» **EXTRACT**:
There are several different selection algorithms, from the much simpler quickselect (expected O(n), worst-case O(n2)) to the more complex median-of-medians algorithm (Θ(n)). Both of these algorithms work by using a quicksort partitioning step (time O(n)) to rearrange the elements and position one element into its proper position. If that element is at the index in question, we're done and can just return that element. Otherwise, we determine which side to recurse on and recurse there.
Let's now make a very strong assumption - suppose that we're using quickselect (pick the pivot randomly) and on each iteration we manage to guess the exact middle of the array. In that case, our algorithm will work like this: we do a partition step, throw away half of the array, then recursively process one half of the array. This means that on each recursive call we end up doing work proportional to the length of the array at that level, but that length keeps decreasing by a factor of two on each iteration. If we work out the math (ignoring constant factors, etc.) we end up getting the following time:
Work at the first level: n
Work after one recursive call: n / 2
Work after two recursive calls: n / 4
Work after three recursive calls: n / 8
...
This means that the total work done is given by
n + n / 2 + n / 4 + n / 8 + n / 16 + ... = n (1 + 1/2 + 1/4 + 1/8 + ...)

» **RECORDED INFORMATION**:
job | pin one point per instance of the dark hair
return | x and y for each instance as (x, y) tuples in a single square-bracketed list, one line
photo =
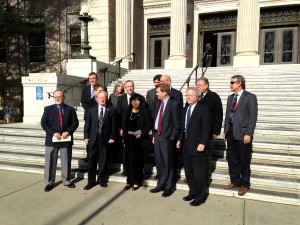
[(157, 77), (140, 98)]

» **PROBLEMS**:
[a] Answer these from the text on selection algorithms:
(i) What is the running time given for the median-of-medians algorithm?
(ii) What step do both algorithms use to rearrange the elements?
(iii) How much work is done after two recursive calls?
[b] Write the next part of the text on selection algorithms, following on from its last line.
The data above is separate material and is not part of the text on selection algorithms.

» **FINAL ANSWERS**:
[a]
(i) Θ(n)
(ii) A quicksort partitioning step, which takes O(n) time
(iii) n / 4

[b]
Notice that this last term is n times the sum of 1, 1/2, 1/4, 1/8, etc. If you work out this infinite sum, despite the fact that there are infinitely many terms, the total sum is exactly 2. This means that the total work is
n + n / 2 + n / 4 + n / 8 + n / 16 + ... = n (1 + 1/2 + 1/4 + 1/8 + ...) = 2n
This may seem weird, but the idea is that if we do linear work on each level but keep cutting the array in half, we end up doing only roughly 2n work.
An important detail here is that there are indeed O(log n) different iterations here, but not all of them are doing an equal amount of work. Indeed, each iteration does half as much work as the previous iteration. If we ignore the fact that the work is decreasing, you can conclude that the work is O(n log n), which is correct but not a tight bound. This more precise analysis, which uses the fact that the work done keeps decreasing on each iteration, gives the O(n) runtime.
Of course, this is a very optimistic assumption - we almost never get a 50/50 split! - but using a more powerful version of this analysis, you can say that if you can guarantee any constant factor split, the total work done is only some constant multiple of n. If we pick a totally random element on each iteration (as we do in quickselect), then on expectation we only need to pick two elements before we end up picking some pivot element in the middle 50% of the array, which means that, on expectation, only two rounds of picking a pivot are required before we end up picking something that gives a 25/75 split. This is where the expected runtime of O(n) for quickselect comes from.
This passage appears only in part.